Cómo nacer de nuevo
“De cierto, de cierto te digo, que el que no naciere de nuevo, no puede ver el reino de Dios»
Juan 3:3
Mucha gente cree que todo está bien con sus almas porque todo está bien con sus haberes, sus parientes o su conducta.
Desde tiempo inmemorial, el hombre ha estado involucrado en esta empresa de protegerse contra el infierno con su modo de vivir en la tierra. Esta empresa lo lleva a realizar enormes y monumentales obras – muchas de bien general y personal. Aun en un mundo cristianizado, o quizá especialmente en semejante mundo cristianizado, los esfuerzos humanos por asegurarse el reino de Dios son aparentes. Muchísima gente que se dice cristiana siembra el bien entre los hombres, promueven la paz internacional, combaten las carreras armamentistas, odian el racismo y la corrupción… y con todo ello creen estar echando las bases del prometido reino de Dios en la tierra. Muchos son envidiablemente religiosos, cumplen con todos los requisitos y fórmulas de religiones oficiales, hacen caridad y beneficencia, doblan sus rodillas ante objetos santos y son leales a principios morales enseñados en la niñez. Se sorprenderían y se verían sacudidos en su fuero interno si oyesen las palabras pertinentes de Jesucristo. Dijo Él, categórica y claramente, que nadie puede ver el reino de Dios a menos que nazca de nuevo.
Este nuevo nacimiento es ciertamente una cosa por demás misteriosa. Más misteriosa que el primer nacimiento o el natural.
El segundo nacimiento es misterio mucho mas profundo todavía. Es obra exclusiva del Espíritu Santo de Dios. Es un acto momentáneo, instantáneo y no un proceso. Ocurre generalmente cuando alguien escucha el mensaje redentor del Hijo de Dios. Es irresistible por parte del hombre. Es la introducción en el hombre de un nuevo principio de vida, una nueva perspectiva, nuevos motivos, lo que la Palabra de Dios designa como el hombre nuevo. Decía el apóstol Pablo a este respecto «Si alguno está en Cristo, nueva criatura es; las cosas viejas pasaron; he aquí todas son hechas nuevas». Este misterio fue el tema de la conversación que mantuvieron una noche Jesucristo y un tal Nicodemo en Jerusalén. De esta conversación se desprende claramente no sólo que el reino de Dios es imposible sin el nuevo nacimiento, sino también que todos esos esfuerzos humanos por ganarse ese reino son inútiles.

[Registros de una colección]
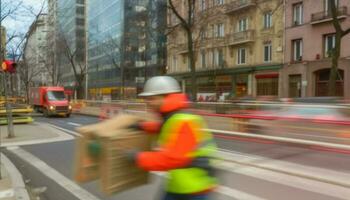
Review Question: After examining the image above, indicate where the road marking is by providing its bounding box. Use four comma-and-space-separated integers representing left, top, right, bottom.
216, 185, 266, 200
67, 122, 82, 126
204, 129, 350, 150
10, 148, 100, 200
0, 189, 15, 199
1, 123, 74, 147
1, 153, 30, 200
8, 148, 265, 200
234, 121, 345, 133
49, 124, 83, 137
217, 151, 350, 199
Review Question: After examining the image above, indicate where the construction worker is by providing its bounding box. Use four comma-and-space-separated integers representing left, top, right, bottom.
126, 76, 217, 200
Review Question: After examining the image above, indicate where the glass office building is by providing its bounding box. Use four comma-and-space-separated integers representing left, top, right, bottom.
88, 0, 166, 99
55, 0, 86, 92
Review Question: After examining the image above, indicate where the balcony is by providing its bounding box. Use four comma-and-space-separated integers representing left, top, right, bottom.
311, 6, 348, 25
225, 0, 256, 14
177, 43, 188, 54
227, 30, 255, 45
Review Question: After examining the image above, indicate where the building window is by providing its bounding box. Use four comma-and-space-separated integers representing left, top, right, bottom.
264, 12, 272, 29
209, 50, 214, 67
238, 18, 248, 32
201, 50, 207, 68
324, 0, 339, 14
293, 3, 303, 26
264, 44, 272, 62
219, 49, 224, 68
214, 0, 225, 6
200, 0, 206, 11
215, 24, 225, 38
324, 34, 335, 58
172, 56, 177, 72
237, 48, 246, 65
200, 30, 207, 40
256, 74, 278, 96
214, 49, 219, 67
292, 39, 303, 61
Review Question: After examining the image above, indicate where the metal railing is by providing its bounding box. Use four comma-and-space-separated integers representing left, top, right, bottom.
311, 6, 348, 22
227, 30, 255, 45
225, 0, 256, 14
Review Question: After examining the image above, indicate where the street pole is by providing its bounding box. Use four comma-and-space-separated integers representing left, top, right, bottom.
0, 0, 2, 179
3, 72, 15, 138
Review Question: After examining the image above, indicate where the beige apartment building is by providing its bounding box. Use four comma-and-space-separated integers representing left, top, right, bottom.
280, 0, 350, 98
167, 0, 284, 101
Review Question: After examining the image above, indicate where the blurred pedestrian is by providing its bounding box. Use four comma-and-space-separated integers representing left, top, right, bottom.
128, 76, 217, 200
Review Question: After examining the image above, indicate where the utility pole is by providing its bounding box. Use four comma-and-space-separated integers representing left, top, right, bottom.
0, 0, 2, 179
3, 72, 15, 138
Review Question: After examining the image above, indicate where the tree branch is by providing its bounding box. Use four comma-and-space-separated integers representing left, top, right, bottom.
328, 0, 343, 34
168, 0, 190, 30
342, 28, 350, 37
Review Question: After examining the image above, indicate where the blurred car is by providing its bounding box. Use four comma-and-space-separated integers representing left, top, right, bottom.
244, 105, 350, 142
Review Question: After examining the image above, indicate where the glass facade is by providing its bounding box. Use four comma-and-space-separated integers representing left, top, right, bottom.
56, 0, 86, 88
88, 0, 166, 99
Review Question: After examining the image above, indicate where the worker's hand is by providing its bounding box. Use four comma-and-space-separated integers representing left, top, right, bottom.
127, 122, 142, 131
88, 140, 102, 157
123, 149, 140, 163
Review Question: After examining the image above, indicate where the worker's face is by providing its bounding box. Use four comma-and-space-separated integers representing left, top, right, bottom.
145, 96, 164, 112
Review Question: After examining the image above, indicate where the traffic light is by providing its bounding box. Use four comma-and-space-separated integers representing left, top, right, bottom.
1, 60, 17, 74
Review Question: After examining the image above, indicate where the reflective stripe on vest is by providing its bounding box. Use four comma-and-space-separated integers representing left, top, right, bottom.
158, 113, 217, 194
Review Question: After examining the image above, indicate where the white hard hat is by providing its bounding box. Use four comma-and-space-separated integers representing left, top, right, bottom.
139, 76, 181, 97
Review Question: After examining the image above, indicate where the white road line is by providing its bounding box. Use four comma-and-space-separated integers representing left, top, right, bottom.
204, 129, 350, 150
49, 124, 82, 137
8, 147, 265, 200
67, 122, 82, 126
219, 151, 350, 186
10, 148, 100, 200
1, 123, 74, 147
0, 189, 15, 199
216, 186, 266, 200
219, 159, 350, 200
1, 154, 30, 200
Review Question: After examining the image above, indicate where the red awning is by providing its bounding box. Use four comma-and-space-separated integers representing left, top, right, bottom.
64, 90, 73, 95
255, 73, 279, 79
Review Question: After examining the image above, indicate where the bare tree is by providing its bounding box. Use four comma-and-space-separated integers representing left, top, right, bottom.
168, 0, 197, 100
7, 1, 45, 100
328, 0, 350, 96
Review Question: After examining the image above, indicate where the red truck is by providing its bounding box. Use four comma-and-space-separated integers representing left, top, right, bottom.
29, 87, 72, 117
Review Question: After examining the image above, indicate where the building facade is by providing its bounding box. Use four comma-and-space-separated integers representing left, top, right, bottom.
281, 0, 350, 98
23, 14, 51, 86
56, 0, 87, 94
167, 0, 284, 100
88, 0, 166, 99
46, 0, 60, 85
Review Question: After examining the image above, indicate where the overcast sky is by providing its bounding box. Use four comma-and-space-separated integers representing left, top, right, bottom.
1, 0, 44, 33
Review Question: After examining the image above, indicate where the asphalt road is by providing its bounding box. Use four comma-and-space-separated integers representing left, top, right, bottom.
6, 115, 350, 200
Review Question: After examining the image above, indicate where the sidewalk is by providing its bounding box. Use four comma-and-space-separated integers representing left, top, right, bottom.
0, 154, 30, 200
0, 123, 74, 200
0, 123, 73, 147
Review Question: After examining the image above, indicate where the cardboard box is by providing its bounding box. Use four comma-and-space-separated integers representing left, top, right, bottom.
75, 114, 151, 194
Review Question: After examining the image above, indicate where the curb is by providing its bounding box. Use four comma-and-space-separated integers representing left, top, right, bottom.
1, 153, 30, 200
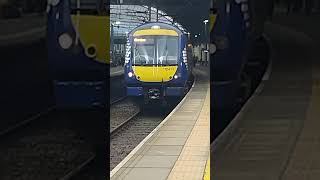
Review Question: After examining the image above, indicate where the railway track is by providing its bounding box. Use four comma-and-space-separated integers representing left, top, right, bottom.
0, 106, 55, 137
110, 107, 167, 170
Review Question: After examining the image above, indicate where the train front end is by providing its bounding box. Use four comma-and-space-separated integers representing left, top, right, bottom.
47, 0, 110, 108
125, 23, 191, 104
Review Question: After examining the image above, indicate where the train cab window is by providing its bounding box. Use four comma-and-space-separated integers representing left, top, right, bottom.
133, 36, 178, 66
157, 36, 178, 65
70, 0, 108, 15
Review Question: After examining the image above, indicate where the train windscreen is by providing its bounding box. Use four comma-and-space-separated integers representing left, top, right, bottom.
70, 0, 108, 15
133, 36, 179, 66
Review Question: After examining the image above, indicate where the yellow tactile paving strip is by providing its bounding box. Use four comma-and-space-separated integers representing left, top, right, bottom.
282, 62, 320, 180
203, 156, 210, 180
168, 90, 210, 180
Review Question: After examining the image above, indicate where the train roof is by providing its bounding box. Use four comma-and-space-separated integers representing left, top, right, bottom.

Tareas del ejercicio:
• 1. Traduzca al inglés esta oración del texto sobre el nuevo nacimiento: «Es un acto momentáneo, instantáneo y no un proceso.»
• 2. Transcriba del texto sobre el nuevo nacimiento todo lo que va desde "El segundo nacimiento" hasta "reino son inútiles.".
• 3. Prosiga el texto sobre el nuevo nacimiento a partir de su última oración.

Respuestas del ejercicio:
• 1. It is a momentary, instantaneous act and not a process.

• 2.
El segundo nacimiento es misterio mucho mas profundo todavía. Es obra exclusiva del Espíritu Santo de Dios. Es un acto momentáneo, instantáneo y no un proceso. Ocurre generalmente cuando alguien escucha el mensaje redentor del Hijo de Dios. Es irresistible por parte del hombre. Es la introducción en el hombre de un nuevo principio de vida, una nueva perspectiva, nuevos motivos, lo que la Palabra de Dios designa como el hombre nuevo. Decía el apóstol Pablo a este respecto «Si alguno está en Cristo, nueva criatura es; las cosas viejas pasaron; he aquí todas son hechas nuevas». Este misterio fue el tema de la conversación que mantuvieron una noche Jesucristo y un tal Nicodemo en Jerusalén. De esta conversación se desprende claramente no sólo que el reino de Dios es imposible sin el nuevo nacimiento, sino también que todos esos esfuerzos humanos por ganarse ese reino son inútiles.

• 3.
Resulta obvio de esa conversación que no se puede ganar entrada al reino de Dios como premio o mérito especial. No había en toda aquella anciana ciudad una sola persona quo podría merecerse el reino de Dios con más derecho que Nicodemo. Si se hubiese buscado la personalidad del año en Jerusalén, seguro que habrían seleccionado al distinguido Nicodemo. Pero no es posible entrar en el reino de Dios por mérito personal o privilegio especial. De vez en cuando hay personas a quienes se les acuerda un privilegio especial, una distinción personal, un premio que separa del resto de las masas, pero esto no es posible en lo que respecta a la entrada en el reino de los cielos. Fue a ese ejemplarísimo Nicodemo que Jesucristo le dijo «De cierto, de cierto te digo, quo el que no naciere de nuevo, no puede ver el reino de Dios», ¡Qué increíble desengaño habrá sido para el noble Nicodemo oír semejantes palabras en los labios del singular maestro! Hasta es posible que Jesús se doliera de tener que decirle tan importante verdad porque Nicodemo era muy buena persona y si alguien se merecía el reino de Dios Nicodemo era excelente candidato.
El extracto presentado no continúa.